### Direction
List every line in the rows below that contains the word "white".

### Information given
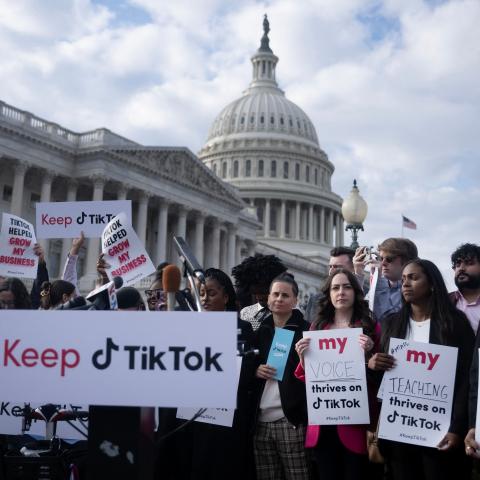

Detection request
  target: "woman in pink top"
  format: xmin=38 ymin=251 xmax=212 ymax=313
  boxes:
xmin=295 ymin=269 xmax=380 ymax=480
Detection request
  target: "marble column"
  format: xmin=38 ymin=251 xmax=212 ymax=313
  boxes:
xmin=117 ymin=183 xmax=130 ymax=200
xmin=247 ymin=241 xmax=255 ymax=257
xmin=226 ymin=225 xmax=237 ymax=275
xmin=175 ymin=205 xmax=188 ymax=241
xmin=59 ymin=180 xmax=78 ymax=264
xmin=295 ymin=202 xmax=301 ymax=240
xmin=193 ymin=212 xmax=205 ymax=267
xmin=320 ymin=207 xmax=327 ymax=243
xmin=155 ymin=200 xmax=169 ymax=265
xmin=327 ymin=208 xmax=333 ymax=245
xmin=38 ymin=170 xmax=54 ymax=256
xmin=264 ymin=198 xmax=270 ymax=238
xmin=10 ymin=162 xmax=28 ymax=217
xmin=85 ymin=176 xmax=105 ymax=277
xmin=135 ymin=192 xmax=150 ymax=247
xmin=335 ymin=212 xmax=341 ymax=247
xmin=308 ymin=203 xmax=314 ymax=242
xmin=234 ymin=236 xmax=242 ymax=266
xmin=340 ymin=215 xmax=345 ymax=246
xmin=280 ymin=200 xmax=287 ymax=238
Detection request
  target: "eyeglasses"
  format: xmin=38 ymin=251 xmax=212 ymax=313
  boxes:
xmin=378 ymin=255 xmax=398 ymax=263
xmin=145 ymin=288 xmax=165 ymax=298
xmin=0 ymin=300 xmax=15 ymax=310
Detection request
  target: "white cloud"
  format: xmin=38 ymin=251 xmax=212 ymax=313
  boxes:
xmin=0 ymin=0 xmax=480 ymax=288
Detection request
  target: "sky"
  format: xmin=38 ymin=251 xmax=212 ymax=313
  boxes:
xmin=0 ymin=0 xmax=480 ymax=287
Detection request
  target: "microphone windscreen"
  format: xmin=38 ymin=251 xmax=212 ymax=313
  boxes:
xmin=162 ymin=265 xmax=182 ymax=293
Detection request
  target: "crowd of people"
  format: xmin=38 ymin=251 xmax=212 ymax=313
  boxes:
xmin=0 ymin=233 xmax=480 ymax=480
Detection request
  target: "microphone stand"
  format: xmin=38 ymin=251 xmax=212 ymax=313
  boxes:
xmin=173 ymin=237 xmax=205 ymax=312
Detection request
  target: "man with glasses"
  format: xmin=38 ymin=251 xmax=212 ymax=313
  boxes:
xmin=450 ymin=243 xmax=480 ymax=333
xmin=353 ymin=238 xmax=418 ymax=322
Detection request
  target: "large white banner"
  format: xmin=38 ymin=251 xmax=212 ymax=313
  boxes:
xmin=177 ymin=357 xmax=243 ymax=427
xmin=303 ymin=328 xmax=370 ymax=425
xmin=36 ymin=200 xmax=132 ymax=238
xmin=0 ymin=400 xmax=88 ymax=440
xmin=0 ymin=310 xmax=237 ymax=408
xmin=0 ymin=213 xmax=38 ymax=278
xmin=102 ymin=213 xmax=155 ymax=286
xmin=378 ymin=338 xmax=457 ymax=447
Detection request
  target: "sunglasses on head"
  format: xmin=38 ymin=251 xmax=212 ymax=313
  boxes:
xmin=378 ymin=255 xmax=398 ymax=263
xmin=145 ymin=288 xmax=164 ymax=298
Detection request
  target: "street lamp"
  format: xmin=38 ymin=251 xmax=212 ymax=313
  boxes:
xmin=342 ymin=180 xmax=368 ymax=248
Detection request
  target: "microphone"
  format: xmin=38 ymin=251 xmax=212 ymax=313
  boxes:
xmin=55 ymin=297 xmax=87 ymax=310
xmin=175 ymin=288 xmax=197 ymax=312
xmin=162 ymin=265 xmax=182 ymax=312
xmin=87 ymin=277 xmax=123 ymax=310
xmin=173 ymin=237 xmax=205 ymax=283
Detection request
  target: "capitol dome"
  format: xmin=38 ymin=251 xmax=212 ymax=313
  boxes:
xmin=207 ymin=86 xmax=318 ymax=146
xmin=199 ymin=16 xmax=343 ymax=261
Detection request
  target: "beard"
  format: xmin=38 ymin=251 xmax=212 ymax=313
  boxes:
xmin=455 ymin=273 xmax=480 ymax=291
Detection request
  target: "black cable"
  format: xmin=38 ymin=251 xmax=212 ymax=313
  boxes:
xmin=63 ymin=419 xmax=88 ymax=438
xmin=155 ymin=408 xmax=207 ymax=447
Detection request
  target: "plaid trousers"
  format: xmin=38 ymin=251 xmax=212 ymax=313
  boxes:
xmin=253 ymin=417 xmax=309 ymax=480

==

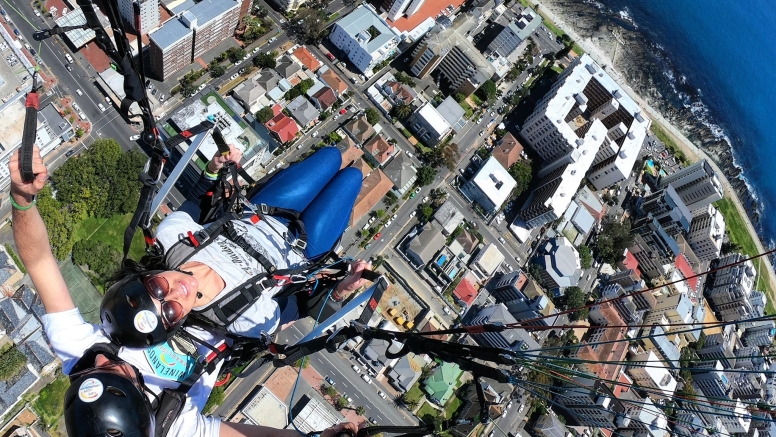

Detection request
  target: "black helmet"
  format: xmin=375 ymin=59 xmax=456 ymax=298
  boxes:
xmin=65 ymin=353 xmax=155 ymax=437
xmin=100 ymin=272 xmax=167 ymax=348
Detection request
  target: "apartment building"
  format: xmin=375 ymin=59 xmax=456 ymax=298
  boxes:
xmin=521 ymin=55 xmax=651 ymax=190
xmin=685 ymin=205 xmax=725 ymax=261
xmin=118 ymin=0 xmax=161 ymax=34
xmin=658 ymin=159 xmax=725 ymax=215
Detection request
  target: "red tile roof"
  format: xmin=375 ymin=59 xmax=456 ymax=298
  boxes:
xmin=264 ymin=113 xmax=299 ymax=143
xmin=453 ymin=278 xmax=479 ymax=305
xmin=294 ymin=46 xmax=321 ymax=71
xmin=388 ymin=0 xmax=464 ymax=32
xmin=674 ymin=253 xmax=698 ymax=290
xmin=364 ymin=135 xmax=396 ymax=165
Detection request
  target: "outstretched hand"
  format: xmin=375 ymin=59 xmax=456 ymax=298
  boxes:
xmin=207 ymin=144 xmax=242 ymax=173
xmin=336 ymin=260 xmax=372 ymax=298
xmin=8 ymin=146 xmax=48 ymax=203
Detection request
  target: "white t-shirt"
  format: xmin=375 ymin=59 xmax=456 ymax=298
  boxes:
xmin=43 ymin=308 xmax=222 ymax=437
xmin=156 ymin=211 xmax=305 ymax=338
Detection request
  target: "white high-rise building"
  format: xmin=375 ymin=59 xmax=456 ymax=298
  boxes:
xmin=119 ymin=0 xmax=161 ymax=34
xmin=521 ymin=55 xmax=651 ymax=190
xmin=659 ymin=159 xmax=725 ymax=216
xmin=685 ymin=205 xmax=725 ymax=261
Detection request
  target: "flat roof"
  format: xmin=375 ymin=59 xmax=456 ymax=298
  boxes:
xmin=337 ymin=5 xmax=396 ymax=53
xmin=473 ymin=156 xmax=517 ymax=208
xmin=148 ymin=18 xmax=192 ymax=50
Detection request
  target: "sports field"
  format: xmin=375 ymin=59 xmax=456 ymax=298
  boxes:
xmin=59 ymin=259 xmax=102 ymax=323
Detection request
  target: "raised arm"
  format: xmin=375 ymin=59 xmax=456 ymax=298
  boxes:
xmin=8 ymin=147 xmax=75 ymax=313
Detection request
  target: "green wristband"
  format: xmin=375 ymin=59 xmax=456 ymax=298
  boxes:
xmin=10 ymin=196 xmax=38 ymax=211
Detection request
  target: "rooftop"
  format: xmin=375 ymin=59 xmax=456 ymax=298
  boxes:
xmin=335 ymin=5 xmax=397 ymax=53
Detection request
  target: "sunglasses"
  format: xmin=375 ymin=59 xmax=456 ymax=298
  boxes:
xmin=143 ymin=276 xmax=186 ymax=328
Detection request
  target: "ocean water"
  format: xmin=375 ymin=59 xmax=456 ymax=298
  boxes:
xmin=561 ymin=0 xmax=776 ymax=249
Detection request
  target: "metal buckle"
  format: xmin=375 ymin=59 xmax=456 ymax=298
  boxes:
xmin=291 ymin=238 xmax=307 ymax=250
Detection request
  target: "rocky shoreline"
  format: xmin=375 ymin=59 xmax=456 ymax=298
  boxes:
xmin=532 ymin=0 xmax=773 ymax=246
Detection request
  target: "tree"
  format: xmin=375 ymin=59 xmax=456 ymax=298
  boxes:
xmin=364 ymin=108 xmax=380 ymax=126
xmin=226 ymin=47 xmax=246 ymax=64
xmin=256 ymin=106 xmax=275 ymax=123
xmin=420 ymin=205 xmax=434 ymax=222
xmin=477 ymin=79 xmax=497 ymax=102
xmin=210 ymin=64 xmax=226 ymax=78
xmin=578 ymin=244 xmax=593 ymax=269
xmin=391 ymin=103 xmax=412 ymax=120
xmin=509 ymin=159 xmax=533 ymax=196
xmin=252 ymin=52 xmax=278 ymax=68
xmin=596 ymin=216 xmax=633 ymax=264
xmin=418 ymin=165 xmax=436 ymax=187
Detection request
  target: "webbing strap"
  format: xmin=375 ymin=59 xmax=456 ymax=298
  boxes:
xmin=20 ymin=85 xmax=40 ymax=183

--

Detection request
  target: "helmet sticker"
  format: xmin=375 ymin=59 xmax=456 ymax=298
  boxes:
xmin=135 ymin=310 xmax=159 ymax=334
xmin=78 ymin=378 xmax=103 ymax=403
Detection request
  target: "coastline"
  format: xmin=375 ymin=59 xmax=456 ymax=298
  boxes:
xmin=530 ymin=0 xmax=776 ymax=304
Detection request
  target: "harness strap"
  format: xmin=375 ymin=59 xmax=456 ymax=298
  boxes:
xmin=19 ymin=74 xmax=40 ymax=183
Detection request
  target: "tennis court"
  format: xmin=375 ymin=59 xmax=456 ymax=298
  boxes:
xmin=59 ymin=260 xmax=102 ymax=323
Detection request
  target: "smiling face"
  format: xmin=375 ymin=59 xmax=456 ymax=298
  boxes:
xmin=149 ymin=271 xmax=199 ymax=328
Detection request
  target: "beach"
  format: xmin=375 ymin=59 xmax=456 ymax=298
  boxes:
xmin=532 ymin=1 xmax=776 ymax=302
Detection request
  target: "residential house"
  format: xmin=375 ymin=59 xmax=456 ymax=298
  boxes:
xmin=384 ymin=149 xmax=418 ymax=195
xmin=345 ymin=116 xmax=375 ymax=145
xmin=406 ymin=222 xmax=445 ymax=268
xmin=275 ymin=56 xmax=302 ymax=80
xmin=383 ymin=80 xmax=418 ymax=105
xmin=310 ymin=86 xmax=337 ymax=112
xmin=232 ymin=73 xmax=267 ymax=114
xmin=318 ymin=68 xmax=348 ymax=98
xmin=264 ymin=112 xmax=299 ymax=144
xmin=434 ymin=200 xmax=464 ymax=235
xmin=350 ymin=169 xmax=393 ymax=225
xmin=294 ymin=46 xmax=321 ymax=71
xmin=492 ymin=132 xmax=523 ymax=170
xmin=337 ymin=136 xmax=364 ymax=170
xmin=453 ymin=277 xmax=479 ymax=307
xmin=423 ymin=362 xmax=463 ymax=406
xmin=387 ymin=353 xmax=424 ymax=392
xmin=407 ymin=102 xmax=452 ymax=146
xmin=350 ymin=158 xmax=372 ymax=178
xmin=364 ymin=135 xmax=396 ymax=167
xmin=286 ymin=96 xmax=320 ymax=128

### Response
  target: "white cloud"
  target: "large white banner"
  target: "white t-shirt"
  target: "white high-rise building"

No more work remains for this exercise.